**Given information**
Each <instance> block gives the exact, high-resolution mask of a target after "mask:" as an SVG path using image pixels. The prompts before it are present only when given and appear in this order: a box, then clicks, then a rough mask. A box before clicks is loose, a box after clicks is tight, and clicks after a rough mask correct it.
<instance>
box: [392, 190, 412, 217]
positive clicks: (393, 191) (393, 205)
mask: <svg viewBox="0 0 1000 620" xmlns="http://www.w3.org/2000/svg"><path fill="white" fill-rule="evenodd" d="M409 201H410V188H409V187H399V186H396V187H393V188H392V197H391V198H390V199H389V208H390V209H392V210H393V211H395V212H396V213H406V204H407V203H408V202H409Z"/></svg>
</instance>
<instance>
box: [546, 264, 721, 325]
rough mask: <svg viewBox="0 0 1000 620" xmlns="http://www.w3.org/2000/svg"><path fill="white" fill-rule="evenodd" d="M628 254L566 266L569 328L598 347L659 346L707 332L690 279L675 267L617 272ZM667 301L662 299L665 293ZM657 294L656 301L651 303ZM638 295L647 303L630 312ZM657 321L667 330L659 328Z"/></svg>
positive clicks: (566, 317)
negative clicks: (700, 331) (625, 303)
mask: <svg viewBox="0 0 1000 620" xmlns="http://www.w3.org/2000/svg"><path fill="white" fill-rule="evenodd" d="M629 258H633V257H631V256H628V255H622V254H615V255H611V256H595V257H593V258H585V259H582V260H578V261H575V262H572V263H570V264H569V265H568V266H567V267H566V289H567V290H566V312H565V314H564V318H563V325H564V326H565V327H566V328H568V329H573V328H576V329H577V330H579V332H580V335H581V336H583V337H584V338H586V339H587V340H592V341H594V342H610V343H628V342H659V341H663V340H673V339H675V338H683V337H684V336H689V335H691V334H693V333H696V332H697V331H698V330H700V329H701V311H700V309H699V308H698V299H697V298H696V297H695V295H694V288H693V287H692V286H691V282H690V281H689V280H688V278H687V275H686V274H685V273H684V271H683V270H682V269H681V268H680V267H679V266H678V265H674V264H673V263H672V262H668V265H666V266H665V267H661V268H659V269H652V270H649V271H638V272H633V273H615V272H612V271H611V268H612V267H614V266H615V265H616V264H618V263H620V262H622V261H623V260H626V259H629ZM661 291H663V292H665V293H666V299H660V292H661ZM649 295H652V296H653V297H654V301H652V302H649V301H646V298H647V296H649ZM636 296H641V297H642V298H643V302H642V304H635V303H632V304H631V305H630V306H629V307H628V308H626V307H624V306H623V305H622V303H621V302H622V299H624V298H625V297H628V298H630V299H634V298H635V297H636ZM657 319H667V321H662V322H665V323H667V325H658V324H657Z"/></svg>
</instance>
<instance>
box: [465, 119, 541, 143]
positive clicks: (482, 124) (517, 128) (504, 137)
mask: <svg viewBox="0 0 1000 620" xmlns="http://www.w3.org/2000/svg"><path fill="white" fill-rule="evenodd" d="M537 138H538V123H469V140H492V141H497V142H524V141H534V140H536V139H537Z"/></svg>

**Your assignment**
Edit the entries from the first line through the line containing "positive clicks: (566, 317)", changing "rough mask" to "coarse mask" and leaving everything else as it is. Return only those lines.

**The answer**
Each <instance> block gives the exact, high-resolution mask of a target after "mask:" as an SVG path using image pixels. The prompts before it are present only when given and appear in this order: a box, then clicks, then a coarse mask. A box before clicks is loose, a box after clicks is tight, and clicks after a coarse mask correct it.
<instance>
box: [392, 190, 412, 217]
positive clicks: (393, 191) (393, 205)
mask: <svg viewBox="0 0 1000 620" xmlns="http://www.w3.org/2000/svg"><path fill="white" fill-rule="evenodd" d="M409 201H410V188H409V187H399V186H396V187H393V188H392V197H391V198H390V199H389V208H390V209H392V210H393V211H395V212H396V213H406V204H407V203H408V202H409Z"/></svg>
</instance>
<instance>
box: [546, 264, 721, 325]
coarse mask: <svg viewBox="0 0 1000 620" xmlns="http://www.w3.org/2000/svg"><path fill="white" fill-rule="evenodd" d="M628 254L566 266L569 328L598 347L659 346L707 332L690 279L675 267L617 272ZM667 301L662 299L665 293ZM657 294L656 301L651 303ZM638 295L647 303L630 312ZM657 321L667 330L659 328Z"/></svg>
positive clicks: (566, 317)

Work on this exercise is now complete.